▶ **What you need to do**:
Report each line of the rows below that contains the word "hand". Case counts.

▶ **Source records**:
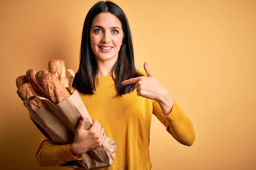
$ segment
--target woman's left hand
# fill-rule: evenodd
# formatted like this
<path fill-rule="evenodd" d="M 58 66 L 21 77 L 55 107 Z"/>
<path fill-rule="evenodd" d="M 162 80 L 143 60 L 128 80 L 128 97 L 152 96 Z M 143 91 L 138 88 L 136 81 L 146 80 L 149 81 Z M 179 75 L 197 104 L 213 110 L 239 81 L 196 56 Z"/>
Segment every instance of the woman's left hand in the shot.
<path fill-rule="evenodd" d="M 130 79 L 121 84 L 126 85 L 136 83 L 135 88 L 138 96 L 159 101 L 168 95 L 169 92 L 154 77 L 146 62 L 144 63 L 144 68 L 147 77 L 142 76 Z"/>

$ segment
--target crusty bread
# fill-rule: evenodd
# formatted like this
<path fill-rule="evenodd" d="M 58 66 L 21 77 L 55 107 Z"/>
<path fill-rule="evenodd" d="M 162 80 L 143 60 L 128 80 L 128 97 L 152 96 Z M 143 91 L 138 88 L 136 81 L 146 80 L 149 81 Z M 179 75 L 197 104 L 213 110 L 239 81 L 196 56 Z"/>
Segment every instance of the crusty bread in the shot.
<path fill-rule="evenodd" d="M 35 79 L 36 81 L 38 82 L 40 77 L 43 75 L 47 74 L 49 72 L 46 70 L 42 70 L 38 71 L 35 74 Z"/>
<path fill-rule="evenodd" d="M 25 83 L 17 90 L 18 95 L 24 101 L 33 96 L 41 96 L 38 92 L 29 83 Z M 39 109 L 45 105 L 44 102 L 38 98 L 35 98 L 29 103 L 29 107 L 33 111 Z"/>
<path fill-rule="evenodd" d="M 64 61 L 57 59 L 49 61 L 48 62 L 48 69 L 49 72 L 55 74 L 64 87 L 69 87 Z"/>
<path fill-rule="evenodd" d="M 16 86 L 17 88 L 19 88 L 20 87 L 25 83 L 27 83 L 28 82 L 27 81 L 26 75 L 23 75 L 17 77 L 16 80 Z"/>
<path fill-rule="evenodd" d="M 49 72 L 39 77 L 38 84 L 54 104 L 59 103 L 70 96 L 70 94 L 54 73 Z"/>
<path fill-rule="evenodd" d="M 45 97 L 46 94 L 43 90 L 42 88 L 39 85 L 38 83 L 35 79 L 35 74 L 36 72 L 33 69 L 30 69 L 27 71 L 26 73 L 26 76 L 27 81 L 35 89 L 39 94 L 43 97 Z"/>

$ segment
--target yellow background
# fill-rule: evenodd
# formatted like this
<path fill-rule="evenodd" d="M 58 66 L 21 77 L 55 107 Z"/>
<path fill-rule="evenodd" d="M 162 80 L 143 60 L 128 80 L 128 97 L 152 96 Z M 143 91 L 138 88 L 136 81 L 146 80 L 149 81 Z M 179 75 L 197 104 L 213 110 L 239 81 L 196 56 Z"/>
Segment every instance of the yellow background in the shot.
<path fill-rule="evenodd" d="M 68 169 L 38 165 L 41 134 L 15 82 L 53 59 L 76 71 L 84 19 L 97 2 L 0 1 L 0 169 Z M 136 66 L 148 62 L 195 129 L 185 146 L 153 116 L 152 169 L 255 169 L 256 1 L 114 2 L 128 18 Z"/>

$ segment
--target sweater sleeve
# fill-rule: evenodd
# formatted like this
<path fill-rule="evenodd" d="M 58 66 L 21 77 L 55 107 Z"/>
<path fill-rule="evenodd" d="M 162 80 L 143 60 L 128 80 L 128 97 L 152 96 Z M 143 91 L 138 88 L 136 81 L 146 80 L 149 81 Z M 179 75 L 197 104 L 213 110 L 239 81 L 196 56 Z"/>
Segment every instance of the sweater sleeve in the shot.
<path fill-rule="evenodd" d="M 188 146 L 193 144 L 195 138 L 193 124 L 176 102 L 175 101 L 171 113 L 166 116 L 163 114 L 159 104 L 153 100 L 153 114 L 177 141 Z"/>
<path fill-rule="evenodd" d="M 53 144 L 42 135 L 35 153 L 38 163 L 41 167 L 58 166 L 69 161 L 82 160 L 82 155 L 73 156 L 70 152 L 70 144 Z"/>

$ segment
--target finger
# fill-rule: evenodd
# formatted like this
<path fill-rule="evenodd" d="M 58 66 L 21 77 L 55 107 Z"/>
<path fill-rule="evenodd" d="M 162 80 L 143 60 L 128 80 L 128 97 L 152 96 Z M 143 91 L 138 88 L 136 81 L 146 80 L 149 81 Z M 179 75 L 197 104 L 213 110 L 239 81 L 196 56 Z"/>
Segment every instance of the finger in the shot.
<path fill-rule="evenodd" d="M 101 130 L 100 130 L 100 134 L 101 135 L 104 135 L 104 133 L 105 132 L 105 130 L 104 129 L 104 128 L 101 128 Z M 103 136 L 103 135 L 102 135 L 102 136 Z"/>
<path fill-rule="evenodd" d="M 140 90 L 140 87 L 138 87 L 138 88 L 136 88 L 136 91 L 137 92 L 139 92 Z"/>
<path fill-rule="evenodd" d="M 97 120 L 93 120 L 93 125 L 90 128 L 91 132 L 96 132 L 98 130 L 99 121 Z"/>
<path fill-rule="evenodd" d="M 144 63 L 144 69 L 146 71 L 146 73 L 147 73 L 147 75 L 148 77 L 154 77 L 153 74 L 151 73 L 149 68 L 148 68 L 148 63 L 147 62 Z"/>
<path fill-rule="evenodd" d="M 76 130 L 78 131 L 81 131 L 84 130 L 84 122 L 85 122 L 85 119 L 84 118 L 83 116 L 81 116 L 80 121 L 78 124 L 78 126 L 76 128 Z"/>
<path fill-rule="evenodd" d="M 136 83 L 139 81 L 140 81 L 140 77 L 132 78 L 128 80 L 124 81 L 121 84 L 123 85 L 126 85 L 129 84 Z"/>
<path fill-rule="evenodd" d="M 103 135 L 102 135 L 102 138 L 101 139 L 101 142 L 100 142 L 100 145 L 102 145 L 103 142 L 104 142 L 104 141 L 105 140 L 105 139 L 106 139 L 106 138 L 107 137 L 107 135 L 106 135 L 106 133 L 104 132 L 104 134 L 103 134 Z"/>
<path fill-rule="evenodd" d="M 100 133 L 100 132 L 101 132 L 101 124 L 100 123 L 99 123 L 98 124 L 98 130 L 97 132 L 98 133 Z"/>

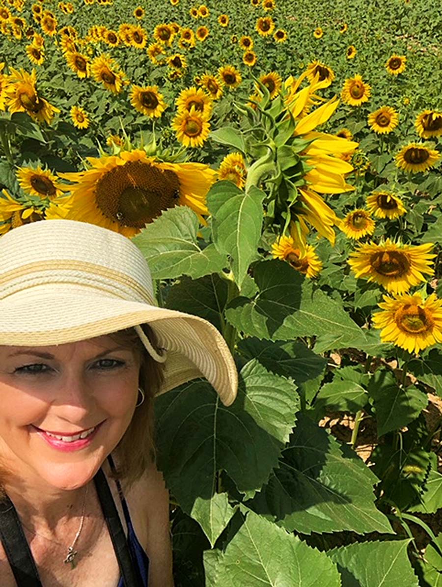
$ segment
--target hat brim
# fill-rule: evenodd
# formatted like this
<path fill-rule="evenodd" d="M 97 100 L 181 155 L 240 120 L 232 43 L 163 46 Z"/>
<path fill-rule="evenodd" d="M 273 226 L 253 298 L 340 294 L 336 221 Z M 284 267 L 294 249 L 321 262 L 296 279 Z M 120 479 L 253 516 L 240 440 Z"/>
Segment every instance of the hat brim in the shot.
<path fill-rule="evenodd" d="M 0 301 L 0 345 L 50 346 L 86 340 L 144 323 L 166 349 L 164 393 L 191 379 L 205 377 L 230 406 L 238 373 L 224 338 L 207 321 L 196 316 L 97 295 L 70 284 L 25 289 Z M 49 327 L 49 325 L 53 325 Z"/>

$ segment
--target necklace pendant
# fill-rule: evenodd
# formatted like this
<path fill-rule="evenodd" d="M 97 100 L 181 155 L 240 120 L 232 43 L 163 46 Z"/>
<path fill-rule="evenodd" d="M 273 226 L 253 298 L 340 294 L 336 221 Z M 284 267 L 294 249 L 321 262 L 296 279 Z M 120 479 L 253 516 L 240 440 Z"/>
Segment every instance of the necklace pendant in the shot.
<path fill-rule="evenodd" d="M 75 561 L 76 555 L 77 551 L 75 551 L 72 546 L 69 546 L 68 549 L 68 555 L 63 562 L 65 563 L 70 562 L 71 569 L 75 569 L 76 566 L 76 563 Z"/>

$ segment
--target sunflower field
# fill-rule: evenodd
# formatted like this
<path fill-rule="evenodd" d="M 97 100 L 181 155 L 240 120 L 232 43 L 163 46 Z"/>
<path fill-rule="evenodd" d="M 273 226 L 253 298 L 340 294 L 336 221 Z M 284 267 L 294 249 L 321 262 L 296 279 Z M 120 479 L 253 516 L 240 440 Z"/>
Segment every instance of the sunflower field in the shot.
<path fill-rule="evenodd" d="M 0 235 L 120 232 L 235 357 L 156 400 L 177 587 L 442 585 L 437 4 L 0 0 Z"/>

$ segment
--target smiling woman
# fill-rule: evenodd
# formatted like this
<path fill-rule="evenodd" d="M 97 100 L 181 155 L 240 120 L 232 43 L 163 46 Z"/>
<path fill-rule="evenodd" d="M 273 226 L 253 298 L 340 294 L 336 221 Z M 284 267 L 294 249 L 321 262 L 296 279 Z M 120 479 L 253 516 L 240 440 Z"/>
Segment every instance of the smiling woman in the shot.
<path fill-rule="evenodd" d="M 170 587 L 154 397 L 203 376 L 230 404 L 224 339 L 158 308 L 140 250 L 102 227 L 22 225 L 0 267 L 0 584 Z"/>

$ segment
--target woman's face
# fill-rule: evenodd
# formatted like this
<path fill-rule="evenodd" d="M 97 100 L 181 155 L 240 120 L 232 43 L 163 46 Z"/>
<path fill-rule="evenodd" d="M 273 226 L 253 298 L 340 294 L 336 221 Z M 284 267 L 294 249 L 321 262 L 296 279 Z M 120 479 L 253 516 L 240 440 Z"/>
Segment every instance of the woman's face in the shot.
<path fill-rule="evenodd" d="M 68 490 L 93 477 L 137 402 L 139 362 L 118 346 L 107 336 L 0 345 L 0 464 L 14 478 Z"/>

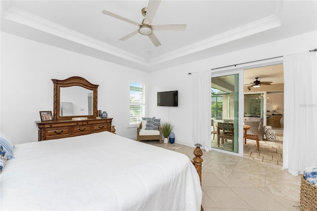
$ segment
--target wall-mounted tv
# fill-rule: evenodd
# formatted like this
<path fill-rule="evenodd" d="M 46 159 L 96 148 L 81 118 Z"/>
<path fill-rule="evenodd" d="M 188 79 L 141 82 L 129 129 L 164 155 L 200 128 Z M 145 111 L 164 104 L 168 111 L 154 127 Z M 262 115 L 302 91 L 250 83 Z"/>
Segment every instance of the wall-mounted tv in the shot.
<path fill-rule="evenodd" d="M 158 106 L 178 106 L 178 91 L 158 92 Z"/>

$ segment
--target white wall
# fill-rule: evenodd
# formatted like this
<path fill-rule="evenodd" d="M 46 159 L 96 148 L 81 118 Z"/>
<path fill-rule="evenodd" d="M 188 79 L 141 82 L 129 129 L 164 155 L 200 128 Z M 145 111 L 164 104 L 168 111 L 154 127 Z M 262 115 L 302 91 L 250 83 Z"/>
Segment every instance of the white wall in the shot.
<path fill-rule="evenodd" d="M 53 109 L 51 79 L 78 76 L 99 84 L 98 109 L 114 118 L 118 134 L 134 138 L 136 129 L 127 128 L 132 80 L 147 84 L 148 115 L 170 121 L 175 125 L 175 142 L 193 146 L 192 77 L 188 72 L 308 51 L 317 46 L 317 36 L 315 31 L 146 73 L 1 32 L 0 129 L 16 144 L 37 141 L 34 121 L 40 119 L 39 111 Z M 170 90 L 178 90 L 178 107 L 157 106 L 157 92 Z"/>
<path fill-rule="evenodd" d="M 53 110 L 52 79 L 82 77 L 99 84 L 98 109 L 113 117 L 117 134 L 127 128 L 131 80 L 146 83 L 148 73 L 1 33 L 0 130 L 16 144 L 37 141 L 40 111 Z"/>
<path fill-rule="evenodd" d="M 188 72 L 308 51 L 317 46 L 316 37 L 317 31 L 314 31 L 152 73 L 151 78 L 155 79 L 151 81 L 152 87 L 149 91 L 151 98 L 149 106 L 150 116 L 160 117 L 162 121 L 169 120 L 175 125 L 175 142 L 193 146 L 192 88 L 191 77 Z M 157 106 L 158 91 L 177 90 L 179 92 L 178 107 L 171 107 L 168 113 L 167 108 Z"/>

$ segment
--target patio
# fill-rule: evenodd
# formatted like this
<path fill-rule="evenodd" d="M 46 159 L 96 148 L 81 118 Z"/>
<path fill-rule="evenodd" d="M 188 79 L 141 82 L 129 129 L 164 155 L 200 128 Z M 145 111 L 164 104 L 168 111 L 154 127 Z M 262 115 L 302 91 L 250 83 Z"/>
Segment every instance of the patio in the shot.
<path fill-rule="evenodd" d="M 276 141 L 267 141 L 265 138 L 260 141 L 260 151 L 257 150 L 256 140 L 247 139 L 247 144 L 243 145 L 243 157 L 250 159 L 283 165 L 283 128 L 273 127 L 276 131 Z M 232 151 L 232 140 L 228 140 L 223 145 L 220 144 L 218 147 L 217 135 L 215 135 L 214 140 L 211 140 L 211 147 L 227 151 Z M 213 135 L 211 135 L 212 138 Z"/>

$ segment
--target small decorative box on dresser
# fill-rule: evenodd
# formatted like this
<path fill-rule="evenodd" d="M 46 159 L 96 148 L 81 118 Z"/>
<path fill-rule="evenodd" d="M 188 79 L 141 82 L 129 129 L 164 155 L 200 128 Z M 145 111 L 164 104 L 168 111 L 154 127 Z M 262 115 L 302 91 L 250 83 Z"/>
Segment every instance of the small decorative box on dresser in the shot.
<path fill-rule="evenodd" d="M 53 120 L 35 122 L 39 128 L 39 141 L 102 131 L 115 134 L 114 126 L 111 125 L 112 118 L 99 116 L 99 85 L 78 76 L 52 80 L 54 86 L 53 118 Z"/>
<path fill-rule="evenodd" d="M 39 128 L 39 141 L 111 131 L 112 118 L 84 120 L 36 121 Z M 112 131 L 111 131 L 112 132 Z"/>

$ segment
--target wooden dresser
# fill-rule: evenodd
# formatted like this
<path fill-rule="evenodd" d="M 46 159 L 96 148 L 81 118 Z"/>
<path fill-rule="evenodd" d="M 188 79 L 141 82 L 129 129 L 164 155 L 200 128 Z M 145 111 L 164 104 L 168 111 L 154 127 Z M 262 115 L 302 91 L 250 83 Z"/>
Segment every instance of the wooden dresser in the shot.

▶ **Result of the task**:
--target woman's left hand
Segment every instance of the woman's left hand in the shot.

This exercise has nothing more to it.